Once you reach the line containing "Where can you spot the gray and" in the data below, restate each line word for word up to and including the one containing "Where can you spot the puppy?".

Records from a data collection:
● ● ● ● ●
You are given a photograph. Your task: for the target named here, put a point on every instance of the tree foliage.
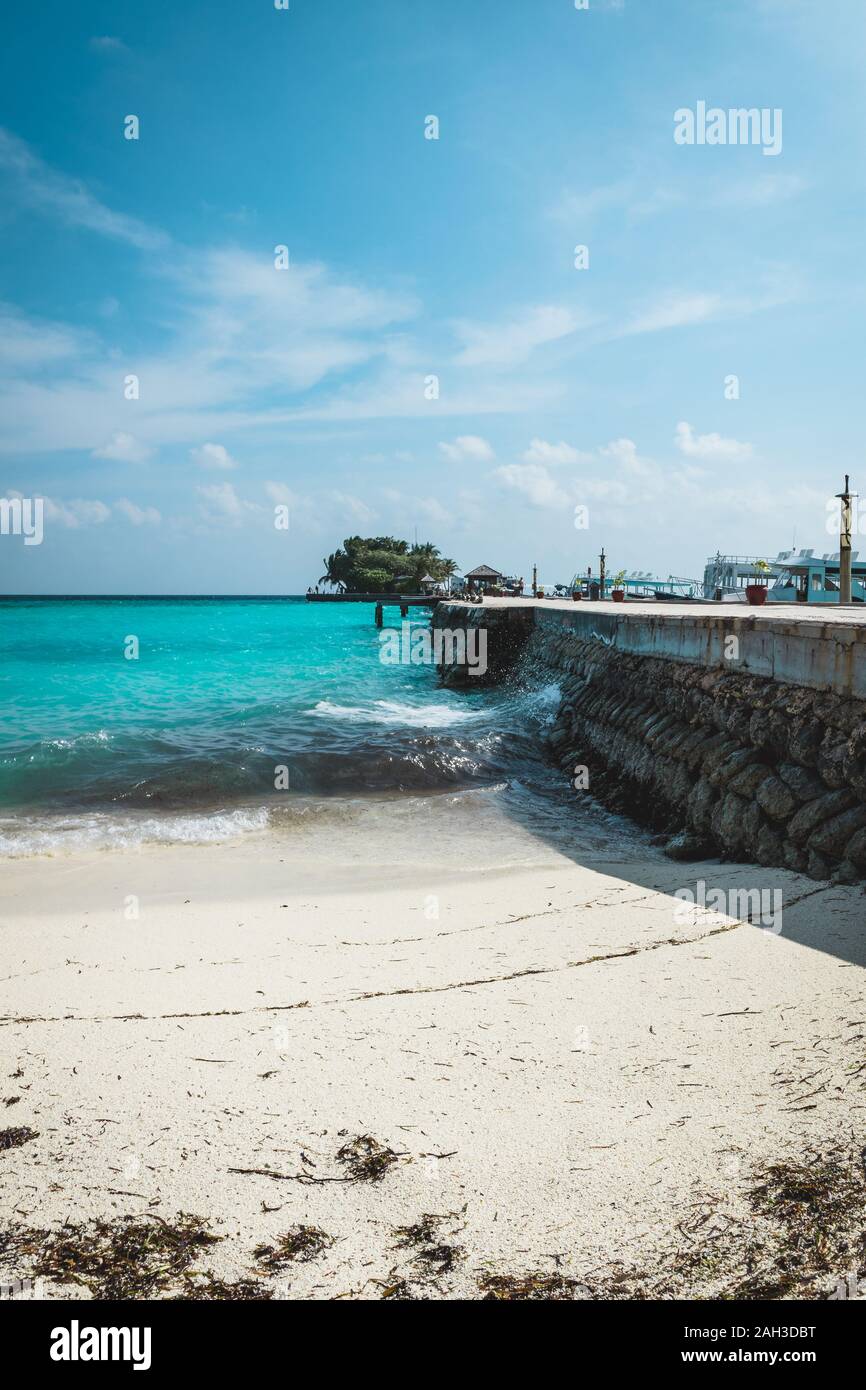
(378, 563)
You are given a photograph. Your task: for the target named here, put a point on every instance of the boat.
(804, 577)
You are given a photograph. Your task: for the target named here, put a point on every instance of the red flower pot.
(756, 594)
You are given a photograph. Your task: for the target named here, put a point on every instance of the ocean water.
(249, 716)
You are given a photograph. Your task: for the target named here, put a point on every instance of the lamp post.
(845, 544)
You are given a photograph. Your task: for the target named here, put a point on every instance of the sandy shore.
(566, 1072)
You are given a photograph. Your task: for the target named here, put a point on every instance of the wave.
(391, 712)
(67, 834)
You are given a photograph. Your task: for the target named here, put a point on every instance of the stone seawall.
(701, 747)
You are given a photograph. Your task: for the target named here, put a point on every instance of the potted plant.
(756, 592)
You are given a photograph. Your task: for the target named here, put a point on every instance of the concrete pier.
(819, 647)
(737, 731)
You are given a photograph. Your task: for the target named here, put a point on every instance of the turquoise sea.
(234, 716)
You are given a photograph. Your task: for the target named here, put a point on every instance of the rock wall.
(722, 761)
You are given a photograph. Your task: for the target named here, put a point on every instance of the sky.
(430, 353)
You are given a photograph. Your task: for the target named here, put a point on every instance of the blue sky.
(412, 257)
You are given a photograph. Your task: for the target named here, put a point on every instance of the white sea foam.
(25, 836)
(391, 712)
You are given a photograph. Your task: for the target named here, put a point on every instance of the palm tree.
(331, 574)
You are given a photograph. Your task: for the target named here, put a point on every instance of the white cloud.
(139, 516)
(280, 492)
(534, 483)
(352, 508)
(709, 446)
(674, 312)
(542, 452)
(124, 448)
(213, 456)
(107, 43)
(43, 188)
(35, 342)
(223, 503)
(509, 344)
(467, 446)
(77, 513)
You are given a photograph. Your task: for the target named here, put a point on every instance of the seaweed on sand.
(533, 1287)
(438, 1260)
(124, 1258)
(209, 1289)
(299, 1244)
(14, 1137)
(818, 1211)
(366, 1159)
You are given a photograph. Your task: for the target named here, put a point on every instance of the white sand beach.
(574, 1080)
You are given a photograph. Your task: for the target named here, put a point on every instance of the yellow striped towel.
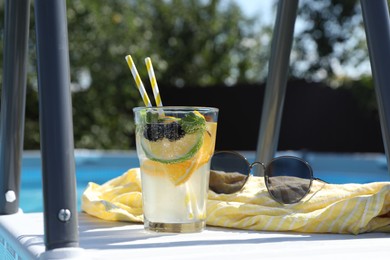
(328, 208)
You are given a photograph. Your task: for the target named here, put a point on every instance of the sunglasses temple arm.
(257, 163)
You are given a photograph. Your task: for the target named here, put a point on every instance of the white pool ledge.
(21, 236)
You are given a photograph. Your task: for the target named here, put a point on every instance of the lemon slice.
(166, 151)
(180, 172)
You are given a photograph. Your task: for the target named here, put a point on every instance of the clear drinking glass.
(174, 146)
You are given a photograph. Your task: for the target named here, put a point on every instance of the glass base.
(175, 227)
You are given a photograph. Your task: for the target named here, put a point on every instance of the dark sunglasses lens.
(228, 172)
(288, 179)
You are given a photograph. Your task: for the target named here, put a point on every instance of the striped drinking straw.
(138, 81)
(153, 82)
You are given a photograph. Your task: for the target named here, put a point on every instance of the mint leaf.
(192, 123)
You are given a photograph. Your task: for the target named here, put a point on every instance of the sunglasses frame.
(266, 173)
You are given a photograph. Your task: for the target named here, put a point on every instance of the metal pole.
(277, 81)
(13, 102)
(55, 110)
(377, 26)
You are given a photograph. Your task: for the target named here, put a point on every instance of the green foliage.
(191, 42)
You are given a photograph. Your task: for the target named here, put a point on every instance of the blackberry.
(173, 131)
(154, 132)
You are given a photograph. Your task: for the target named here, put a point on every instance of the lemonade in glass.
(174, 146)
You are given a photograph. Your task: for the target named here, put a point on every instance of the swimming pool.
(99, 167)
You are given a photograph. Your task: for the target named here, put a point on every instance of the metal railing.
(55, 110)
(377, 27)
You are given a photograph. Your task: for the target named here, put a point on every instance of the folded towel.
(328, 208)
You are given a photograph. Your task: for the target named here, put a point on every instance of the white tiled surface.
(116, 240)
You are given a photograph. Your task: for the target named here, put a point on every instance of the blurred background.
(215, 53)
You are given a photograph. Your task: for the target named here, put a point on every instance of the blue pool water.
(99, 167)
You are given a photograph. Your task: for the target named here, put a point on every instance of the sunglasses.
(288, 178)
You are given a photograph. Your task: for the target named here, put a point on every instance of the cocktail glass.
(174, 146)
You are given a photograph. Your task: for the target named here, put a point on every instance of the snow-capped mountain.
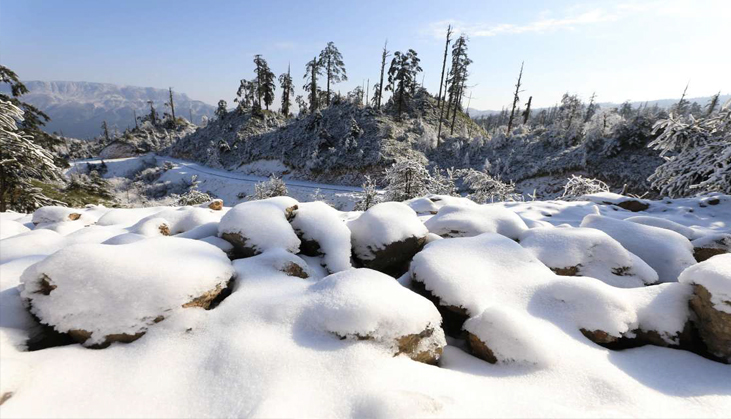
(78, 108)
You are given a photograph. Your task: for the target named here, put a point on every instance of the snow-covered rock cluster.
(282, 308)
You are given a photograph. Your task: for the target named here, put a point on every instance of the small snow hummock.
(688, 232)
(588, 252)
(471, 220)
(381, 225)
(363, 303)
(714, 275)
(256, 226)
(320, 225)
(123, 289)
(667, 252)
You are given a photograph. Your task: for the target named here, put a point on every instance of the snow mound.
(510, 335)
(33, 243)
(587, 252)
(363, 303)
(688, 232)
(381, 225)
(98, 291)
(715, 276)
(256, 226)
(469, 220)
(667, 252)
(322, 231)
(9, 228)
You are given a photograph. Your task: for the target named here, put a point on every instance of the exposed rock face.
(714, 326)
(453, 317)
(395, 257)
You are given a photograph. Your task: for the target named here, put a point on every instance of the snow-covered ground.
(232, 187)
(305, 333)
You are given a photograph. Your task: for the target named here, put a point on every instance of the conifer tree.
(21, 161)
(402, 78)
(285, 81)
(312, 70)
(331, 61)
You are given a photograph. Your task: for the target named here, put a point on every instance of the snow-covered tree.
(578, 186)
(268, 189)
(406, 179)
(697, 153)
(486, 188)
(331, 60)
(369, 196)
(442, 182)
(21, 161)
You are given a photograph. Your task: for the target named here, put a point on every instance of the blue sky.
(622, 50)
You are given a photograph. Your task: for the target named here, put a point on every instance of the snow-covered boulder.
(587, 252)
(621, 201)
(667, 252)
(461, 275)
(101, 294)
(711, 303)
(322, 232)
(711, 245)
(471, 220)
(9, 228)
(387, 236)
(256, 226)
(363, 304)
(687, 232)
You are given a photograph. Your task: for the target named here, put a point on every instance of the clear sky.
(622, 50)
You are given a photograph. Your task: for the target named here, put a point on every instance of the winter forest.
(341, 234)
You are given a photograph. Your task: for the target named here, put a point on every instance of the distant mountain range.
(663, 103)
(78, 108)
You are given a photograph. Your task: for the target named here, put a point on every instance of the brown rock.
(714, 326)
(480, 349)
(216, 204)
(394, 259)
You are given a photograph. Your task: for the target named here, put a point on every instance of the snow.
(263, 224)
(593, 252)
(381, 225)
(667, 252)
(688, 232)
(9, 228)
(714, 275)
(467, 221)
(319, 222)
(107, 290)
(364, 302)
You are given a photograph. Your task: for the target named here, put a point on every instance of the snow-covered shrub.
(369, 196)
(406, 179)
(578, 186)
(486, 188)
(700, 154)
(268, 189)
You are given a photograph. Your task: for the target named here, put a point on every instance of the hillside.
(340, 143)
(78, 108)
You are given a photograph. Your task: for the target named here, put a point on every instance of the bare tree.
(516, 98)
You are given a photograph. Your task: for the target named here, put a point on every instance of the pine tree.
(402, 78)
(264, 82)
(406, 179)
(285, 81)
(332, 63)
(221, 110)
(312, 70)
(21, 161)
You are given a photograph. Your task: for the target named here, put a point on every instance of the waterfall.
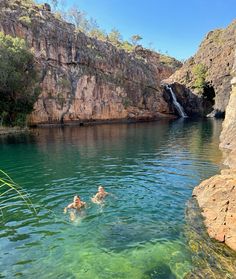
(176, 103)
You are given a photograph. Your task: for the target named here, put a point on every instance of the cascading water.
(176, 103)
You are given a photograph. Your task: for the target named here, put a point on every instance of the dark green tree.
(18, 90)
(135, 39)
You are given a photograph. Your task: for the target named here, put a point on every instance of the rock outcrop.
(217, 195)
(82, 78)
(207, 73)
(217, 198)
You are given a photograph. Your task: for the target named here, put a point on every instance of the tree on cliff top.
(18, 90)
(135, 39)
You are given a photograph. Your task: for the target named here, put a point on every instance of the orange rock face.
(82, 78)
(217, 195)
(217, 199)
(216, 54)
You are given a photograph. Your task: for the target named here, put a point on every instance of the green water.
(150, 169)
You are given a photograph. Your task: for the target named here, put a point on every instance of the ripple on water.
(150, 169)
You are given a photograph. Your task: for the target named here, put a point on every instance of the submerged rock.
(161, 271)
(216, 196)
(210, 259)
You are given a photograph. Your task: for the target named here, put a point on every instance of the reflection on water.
● ● ● ● ●
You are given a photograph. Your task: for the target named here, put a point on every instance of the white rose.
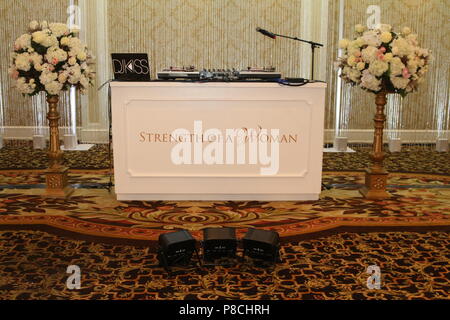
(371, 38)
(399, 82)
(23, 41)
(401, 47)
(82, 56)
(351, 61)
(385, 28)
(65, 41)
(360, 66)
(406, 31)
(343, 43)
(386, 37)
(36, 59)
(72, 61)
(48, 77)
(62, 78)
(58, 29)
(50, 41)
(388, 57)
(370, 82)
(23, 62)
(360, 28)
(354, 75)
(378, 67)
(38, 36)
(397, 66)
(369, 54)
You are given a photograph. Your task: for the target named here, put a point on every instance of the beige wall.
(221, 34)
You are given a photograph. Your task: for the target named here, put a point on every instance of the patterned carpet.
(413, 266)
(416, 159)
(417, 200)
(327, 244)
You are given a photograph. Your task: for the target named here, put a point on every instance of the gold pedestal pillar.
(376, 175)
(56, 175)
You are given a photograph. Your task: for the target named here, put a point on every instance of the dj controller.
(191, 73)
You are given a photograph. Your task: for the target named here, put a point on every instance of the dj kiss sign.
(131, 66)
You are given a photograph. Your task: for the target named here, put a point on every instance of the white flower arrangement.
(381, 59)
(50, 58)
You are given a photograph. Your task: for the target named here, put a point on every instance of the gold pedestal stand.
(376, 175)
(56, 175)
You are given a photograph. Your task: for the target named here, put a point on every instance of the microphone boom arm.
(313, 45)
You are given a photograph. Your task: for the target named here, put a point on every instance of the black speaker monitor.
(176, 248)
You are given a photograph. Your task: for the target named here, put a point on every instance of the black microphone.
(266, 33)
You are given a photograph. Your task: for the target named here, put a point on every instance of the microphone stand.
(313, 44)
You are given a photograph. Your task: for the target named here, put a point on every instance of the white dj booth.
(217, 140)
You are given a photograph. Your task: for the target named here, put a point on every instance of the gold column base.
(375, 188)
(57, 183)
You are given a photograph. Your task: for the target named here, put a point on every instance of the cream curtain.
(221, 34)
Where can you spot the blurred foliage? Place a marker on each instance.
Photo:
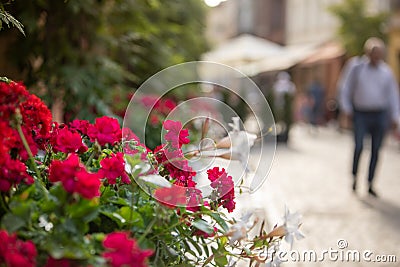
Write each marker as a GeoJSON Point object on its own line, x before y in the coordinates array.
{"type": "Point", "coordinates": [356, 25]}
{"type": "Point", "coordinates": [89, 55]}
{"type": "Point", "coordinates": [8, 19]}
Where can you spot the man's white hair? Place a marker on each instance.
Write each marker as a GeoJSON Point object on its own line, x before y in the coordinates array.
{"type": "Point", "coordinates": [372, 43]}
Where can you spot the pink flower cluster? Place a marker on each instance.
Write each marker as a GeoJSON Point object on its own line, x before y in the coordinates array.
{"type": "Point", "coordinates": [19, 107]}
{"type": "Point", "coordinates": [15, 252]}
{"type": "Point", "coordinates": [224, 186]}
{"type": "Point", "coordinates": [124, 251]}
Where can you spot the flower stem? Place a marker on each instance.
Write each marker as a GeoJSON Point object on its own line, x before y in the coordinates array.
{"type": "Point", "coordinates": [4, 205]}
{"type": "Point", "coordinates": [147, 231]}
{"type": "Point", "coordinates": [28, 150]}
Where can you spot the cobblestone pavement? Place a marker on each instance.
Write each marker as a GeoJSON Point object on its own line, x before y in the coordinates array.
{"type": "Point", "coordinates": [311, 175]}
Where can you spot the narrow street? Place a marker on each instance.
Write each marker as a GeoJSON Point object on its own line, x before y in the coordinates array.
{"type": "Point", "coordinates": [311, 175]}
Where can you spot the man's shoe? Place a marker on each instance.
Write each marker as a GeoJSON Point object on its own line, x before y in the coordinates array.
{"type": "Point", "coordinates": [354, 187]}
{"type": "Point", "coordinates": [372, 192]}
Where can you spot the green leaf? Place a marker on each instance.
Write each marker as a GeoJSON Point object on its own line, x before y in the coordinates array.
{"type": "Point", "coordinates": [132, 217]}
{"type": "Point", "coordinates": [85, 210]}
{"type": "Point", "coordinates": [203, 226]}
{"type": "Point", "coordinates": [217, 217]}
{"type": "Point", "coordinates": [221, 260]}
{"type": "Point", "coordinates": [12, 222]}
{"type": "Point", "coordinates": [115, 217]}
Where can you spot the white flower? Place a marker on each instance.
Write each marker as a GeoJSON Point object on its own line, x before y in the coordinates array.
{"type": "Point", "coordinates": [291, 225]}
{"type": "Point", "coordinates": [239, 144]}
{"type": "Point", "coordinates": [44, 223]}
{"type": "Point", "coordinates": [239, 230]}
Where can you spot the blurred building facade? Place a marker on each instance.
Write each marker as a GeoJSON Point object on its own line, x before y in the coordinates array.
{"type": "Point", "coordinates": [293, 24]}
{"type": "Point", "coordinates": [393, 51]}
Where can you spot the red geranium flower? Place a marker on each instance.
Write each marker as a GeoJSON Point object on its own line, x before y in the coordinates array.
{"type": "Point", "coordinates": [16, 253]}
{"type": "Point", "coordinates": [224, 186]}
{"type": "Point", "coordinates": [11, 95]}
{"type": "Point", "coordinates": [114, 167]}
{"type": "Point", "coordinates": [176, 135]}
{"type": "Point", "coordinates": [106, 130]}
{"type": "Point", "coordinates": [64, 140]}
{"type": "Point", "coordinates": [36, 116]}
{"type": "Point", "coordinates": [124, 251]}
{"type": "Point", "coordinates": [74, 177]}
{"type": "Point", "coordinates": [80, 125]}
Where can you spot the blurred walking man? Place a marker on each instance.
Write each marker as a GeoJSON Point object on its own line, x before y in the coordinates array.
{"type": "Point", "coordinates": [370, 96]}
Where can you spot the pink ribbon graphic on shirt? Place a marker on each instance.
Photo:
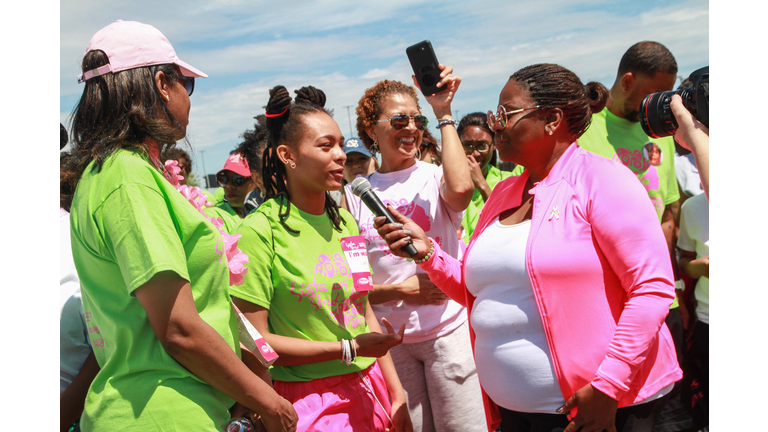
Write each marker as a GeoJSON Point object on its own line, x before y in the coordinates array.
● ● ● ● ●
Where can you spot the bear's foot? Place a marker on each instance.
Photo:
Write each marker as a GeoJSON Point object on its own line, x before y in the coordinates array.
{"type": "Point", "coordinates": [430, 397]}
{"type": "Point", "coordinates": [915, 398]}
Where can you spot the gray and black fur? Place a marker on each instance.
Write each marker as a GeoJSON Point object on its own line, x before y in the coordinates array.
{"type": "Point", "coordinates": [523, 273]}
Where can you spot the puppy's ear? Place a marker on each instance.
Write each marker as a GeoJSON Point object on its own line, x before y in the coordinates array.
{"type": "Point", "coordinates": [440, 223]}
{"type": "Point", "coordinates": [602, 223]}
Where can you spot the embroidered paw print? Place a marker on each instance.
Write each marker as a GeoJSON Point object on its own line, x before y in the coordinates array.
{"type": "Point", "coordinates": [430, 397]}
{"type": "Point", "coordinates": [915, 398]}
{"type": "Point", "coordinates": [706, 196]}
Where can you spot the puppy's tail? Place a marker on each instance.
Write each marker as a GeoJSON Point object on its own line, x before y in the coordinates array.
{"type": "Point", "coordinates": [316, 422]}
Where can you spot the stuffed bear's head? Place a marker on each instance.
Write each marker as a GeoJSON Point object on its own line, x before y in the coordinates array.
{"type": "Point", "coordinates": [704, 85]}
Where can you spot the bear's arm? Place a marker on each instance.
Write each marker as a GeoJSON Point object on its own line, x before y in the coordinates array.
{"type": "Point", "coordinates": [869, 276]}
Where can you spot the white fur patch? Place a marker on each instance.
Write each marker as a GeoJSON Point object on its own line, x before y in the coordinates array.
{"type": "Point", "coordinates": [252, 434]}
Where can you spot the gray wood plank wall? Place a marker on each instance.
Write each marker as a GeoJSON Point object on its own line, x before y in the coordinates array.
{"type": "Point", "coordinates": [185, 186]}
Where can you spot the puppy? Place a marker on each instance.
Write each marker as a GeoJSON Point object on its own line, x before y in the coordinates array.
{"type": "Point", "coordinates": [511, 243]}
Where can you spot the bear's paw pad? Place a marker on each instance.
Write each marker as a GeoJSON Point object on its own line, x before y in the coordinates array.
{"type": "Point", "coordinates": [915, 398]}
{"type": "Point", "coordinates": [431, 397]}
● ● ● ● ●
▶ **Output of the exercise**
Where can you spot the gray and black fur? Place a marker on each instance.
Write each marker as a GeoJSON Point object on its own line, x before y in the coordinates array.
{"type": "Point", "coordinates": [523, 273]}
Where can you spot the puppy's ear? Place a marker on each instance.
Write each marker as a GeoJSON Point object on its own line, x before y in the coordinates array.
{"type": "Point", "coordinates": [440, 223]}
{"type": "Point", "coordinates": [602, 223]}
Where can you spot the embroidered paw print? Place a marker on each instance.
Write each marker as a GeoJSON Point object on its own line, x before y in the coordinates array.
{"type": "Point", "coordinates": [430, 397]}
{"type": "Point", "coordinates": [915, 398]}
{"type": "Point", "coordinates": [706, 196]}
Where can you spot the puppy's tail? Place a marker on each instance.
Write each marker as a GeoJSON Point object on its own line, x before y in the coordinates array.
{"type": "Point", "coordinates": [316, 422]}
Where can you spot the stuffed bear's head? Place a marker on each instance.
Write each marker as a GeoJSON Point object on its own line, x before y in the coordinates array.
{"type": "Point", "coordinates": [704, 85]}
Where can you spot the bear's arm? Place a marker on each instance.
Write each marker as a GeoJSON Point object on its own line, x before y in the coordinates array.
{"type": "Point", "coordinates": [869, 276]}
Where can you spot the white fur patch? Place a marker on each instance.
Write each marker as a GeoJSON Point object on its own line, x before y in the coordinates array.
{"type": "Point", "coordinates": [252, 434]}
Where can you spot the gray wood plank wall? Place a marker on each instance.
Write each marker as a GeoJSON Point object on its own line, x before y in the coordinates array.
{"type": "Point", "coordinates": [185, 186]}
Where can you spot the puppy? Place a marker on each instance.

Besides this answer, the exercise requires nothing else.